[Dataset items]

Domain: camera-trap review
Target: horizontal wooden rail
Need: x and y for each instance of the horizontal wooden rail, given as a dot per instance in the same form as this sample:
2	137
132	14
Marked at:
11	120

**What to produce:**
Rewrite the material with "rail" switched to "beam" throughout, and leave every other character untouched.

**Solution for this exercise:**
Domain: camera-trap review
Target: horizontal wooden beam
Need: x and y for each instance of the horizontal wooden beam, given as a dot per instance in the same form as this sample:
2	137
132	14
Marked at:
11	120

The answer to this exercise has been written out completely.